**Activity:** The lines needed are those from the start of the records through the line holding "positive clicks: (92, 222)", each copied exactly.

◇ ◇ ◇ ◇ ◇

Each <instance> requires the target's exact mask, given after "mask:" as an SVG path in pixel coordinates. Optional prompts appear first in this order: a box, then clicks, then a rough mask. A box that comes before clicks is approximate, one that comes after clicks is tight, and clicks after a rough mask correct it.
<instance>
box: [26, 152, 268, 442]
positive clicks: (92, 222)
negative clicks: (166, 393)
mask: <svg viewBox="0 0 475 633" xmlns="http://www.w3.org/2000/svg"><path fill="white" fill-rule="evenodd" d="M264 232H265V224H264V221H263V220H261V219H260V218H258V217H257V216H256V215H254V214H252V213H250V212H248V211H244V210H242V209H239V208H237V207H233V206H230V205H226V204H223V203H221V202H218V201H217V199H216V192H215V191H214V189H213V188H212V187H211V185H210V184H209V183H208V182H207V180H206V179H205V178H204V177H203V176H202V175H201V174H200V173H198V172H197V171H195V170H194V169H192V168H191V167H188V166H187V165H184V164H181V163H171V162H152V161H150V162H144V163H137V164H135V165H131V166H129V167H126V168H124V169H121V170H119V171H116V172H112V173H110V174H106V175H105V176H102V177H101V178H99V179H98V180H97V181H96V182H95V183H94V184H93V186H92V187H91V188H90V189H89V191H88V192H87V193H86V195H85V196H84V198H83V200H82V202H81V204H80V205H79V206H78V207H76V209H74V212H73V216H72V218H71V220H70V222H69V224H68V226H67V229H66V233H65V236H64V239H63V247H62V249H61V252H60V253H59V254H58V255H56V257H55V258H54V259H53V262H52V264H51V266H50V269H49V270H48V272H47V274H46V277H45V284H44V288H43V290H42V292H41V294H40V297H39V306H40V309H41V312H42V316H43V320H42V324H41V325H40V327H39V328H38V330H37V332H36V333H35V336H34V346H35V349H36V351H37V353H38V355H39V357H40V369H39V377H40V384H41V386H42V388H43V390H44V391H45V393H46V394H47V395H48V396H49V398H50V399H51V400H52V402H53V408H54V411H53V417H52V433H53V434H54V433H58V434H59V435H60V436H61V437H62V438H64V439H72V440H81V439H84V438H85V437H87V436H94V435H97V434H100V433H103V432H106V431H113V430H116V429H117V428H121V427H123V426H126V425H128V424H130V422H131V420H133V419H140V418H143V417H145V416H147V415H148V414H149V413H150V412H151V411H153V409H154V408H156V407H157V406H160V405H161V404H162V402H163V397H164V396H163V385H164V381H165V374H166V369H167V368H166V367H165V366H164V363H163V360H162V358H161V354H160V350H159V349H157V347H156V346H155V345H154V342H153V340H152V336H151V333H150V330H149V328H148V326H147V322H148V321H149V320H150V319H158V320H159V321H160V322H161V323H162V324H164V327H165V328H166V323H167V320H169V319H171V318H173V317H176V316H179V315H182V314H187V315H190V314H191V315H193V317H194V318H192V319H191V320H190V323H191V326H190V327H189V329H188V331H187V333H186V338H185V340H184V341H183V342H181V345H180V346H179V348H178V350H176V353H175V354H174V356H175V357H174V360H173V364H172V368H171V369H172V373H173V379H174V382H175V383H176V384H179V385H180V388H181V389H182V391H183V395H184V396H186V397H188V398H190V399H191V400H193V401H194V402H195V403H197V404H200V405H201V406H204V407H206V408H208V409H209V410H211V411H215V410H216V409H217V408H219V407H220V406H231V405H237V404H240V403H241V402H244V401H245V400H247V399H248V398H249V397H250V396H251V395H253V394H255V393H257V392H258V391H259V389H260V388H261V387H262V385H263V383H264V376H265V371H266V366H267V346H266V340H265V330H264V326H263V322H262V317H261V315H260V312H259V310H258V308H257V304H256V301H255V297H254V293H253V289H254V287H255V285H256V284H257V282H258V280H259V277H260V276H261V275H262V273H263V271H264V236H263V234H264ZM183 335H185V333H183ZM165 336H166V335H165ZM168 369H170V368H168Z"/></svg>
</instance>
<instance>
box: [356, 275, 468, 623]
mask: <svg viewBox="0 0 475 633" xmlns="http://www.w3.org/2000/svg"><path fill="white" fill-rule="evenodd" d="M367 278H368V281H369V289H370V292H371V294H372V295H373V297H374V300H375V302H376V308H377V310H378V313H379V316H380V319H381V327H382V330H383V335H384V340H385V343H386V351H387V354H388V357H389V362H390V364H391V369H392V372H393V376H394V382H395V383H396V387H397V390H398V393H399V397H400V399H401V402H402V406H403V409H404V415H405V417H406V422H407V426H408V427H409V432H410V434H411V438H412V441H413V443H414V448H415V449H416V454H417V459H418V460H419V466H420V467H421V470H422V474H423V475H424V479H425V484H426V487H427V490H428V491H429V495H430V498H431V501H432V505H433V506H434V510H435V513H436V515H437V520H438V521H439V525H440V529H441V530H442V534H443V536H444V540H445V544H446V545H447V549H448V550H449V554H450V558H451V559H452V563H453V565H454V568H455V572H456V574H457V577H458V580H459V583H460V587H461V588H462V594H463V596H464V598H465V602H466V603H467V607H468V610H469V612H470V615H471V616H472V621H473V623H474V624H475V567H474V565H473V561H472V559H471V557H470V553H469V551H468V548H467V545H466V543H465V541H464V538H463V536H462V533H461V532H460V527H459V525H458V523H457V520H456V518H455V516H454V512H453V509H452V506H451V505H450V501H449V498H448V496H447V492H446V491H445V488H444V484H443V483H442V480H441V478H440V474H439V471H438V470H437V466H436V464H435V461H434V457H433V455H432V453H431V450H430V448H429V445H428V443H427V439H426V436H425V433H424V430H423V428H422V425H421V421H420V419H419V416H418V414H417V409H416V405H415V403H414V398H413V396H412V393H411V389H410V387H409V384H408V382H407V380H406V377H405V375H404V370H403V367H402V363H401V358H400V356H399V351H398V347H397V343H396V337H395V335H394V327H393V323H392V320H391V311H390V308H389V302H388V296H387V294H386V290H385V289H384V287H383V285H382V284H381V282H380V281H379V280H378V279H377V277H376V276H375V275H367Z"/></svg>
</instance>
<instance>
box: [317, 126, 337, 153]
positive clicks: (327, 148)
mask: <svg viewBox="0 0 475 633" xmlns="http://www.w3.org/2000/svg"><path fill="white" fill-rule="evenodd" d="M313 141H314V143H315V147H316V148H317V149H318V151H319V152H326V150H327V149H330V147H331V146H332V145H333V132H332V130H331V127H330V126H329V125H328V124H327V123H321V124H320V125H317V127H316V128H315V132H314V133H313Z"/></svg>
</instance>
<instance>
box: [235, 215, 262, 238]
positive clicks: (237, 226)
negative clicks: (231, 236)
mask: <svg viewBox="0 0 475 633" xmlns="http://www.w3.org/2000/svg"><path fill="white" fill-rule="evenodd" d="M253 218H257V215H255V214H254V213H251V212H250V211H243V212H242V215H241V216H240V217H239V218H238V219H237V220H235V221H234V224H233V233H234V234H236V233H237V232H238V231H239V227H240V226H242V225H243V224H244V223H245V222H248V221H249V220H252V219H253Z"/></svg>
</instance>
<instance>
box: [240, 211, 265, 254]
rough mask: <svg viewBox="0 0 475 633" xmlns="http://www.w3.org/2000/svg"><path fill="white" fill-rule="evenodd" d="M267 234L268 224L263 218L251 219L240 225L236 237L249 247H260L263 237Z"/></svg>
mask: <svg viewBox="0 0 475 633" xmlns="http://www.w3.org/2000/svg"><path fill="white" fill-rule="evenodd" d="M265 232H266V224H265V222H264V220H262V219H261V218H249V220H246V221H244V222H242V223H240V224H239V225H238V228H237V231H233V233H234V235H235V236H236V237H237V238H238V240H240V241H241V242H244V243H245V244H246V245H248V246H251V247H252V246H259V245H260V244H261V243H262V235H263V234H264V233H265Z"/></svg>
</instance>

◇ ◇ ◇ ◇ ◇

**Reply:**
Each <instance> requires the target's exact mask, given after "mask:" as an SVG path in pixel coordinates. Optional prompts appear first in this order: a box, then clicks, then a rough mask. A box that comes before clicks is approximate, one that comes after clicks is tight, and clicks after a rough mask correct it.
<instance>
box: [26, 152, 268, 442]
positive clicks: (92, 222)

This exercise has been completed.